[start]

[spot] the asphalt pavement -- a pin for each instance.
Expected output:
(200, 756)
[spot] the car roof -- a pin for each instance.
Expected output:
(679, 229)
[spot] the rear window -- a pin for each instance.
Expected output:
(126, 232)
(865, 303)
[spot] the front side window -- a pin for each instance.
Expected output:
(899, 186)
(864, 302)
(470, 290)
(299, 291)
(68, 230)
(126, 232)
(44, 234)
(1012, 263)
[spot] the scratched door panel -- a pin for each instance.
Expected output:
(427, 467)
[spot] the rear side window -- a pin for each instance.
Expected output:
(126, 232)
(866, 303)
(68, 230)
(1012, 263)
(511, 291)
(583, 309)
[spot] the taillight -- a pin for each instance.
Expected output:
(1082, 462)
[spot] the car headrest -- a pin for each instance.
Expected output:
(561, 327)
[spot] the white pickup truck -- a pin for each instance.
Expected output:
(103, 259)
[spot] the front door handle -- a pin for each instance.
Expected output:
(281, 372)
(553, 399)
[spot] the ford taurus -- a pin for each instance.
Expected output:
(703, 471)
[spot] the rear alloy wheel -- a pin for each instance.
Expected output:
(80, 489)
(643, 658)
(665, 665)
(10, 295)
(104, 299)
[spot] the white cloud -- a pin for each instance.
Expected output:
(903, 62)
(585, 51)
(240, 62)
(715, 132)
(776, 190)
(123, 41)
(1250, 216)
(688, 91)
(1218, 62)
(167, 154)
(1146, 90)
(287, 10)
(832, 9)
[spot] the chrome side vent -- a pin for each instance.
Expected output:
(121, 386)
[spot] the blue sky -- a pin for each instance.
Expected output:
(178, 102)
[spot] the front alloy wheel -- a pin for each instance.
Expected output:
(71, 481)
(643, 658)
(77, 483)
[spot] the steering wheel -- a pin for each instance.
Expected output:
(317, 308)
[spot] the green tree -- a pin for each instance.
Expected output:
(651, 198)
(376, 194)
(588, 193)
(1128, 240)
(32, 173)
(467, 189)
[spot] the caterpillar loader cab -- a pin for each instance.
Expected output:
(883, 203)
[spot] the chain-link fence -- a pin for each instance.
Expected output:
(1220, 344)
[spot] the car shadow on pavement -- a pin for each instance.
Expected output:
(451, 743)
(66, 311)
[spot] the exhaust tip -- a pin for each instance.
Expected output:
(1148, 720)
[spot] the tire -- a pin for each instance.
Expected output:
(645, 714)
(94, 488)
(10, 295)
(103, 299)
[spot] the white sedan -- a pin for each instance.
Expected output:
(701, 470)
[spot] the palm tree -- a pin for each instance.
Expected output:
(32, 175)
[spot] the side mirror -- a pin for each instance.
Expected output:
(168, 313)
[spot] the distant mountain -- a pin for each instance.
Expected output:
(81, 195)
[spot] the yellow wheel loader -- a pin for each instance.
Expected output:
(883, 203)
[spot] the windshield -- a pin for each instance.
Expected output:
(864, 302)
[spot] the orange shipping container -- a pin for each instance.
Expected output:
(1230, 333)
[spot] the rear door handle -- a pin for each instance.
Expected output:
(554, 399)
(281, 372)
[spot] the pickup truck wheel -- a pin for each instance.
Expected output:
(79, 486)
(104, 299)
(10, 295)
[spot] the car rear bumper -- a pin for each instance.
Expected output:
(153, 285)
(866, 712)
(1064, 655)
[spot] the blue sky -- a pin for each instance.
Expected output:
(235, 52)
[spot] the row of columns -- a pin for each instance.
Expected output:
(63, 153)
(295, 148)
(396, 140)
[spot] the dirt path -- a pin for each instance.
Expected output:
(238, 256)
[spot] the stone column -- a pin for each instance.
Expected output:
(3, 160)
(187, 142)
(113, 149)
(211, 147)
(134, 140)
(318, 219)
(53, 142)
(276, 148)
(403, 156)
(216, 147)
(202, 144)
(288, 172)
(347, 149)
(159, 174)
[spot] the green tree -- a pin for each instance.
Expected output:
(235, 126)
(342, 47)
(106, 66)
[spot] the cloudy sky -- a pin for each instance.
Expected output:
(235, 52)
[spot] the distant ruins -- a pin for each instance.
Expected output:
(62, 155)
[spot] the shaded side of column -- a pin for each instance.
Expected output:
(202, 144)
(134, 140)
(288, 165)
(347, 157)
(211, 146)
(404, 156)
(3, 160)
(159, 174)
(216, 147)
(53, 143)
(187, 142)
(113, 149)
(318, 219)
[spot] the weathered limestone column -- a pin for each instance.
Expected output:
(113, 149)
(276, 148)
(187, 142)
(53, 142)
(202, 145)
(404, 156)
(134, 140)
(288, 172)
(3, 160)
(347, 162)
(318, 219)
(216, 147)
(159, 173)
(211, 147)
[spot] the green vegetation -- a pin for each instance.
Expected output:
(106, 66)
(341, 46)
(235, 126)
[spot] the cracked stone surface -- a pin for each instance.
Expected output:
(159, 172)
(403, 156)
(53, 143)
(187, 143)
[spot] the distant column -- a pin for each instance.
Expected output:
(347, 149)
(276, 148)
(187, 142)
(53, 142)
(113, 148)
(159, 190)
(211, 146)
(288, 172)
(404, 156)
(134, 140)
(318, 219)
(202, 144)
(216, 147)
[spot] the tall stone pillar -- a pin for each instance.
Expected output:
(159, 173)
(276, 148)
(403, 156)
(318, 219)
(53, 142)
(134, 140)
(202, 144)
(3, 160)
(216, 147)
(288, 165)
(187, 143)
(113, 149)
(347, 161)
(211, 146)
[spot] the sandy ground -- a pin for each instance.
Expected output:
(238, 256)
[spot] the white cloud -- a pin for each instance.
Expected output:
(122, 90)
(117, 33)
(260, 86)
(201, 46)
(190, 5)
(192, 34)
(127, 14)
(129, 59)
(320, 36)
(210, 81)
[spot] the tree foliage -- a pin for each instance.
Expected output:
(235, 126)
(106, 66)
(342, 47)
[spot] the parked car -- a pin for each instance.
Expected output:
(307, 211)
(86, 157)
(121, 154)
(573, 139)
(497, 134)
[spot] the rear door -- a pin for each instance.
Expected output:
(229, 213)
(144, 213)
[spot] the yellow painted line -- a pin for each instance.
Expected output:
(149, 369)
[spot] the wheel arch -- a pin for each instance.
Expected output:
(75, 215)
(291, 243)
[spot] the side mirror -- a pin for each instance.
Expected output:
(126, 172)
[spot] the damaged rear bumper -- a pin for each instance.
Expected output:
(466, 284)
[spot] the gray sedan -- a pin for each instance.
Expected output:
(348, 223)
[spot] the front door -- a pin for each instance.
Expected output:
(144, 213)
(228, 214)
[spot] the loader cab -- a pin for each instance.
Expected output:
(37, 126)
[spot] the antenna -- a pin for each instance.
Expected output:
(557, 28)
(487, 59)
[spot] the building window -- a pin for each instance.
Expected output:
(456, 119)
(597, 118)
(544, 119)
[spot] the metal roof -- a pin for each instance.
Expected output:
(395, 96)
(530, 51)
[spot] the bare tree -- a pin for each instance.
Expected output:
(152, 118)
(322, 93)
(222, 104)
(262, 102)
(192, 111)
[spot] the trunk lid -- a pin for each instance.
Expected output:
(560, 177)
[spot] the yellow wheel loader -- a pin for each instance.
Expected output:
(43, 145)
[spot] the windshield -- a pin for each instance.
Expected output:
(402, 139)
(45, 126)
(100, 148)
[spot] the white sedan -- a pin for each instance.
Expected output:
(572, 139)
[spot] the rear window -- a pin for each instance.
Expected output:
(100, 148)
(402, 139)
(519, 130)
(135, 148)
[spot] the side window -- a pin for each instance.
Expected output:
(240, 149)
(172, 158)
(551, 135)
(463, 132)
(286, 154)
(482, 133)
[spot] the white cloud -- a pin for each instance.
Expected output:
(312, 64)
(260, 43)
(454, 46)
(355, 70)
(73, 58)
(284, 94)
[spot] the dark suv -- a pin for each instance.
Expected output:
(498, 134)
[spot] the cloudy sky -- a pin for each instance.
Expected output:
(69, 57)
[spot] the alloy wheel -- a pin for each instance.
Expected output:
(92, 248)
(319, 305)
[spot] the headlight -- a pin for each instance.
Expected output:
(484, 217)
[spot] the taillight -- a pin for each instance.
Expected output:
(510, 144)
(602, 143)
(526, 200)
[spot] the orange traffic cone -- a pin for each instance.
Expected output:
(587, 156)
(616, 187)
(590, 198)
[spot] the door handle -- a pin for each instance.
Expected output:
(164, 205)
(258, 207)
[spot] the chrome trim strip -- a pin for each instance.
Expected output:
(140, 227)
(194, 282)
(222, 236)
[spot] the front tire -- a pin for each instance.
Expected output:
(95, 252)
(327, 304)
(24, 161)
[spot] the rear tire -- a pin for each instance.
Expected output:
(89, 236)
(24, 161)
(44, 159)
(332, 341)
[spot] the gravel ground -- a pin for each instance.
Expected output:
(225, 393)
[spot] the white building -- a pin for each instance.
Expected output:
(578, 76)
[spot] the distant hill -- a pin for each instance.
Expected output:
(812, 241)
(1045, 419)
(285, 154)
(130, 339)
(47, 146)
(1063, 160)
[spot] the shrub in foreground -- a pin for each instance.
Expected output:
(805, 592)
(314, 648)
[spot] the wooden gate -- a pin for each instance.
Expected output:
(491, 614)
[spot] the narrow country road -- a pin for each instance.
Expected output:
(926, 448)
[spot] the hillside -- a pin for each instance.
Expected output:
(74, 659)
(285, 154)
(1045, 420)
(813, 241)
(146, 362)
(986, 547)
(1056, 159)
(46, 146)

[end]

Starting from the line containing "[spot] the alloy" and ending with the final line of the data, reproduce each line exactly as it appears, including no other lines.

[spot] the alloy wheel -- a pin for each instance.
Expected output:
(92, 248)
(319, 305)
[spot] the headlight -- a pin for each instance.
Expected output:
(484, 217)
[spot] the taillight -- a pin for each instance.
Expected output:
(510, 144)
(602, 143)
(526, 200)
[spot] the orange traffic cone -- a pin for each instance.
Expected output:
(587, 156)
(616, 187)
(590, 198)
[spot] the door handle -- a pin for each instance.
Expected output:
(164, 205)
(258, 207)
[spot] the chrome trim strip -- a pin for each instance.
Expected output:
(140, 227)
(194, 282)
(222, 236)
[spot] the front tire -- a pin for each instance.
Expected output:
(95, 252)
(327, 304)
(24, 161)
[spot] the rear tire -- a pin for each instance.
Expected output:
(89, 236)
(24, 161)
(44, 159)
(332, 341)
[spot] the gravel ground -- a pin for each instance.
Expected output:
(225, 393)
[spot] the white building -- a pin for each instance.
Expected output:
(578, 76)
[spot] the distant hill -- a pin for each instance.
Expected output:
(812, 241)
(1045, 419)
(285, 154)
(130, 339)
(47, 146)
(1063, 160)
[spot] the shrub in foreground -- a pin for each instance.
Expected output:
(805, 592)
(314, 648)
[spot] the wooden gate -- a pin for each instance.
Expected output:
(491, 614)
[spot] the narrow country road -- a pin for each instance.
Expected output:
(926, 448)
[spot] the hillside -- a pin for each instance.
Expected output:
(74, 659)
(285, 154)
(1045, 420)
(813, 241)
(146, 362)
(986, 547)
(1056, 159)
(46, 146)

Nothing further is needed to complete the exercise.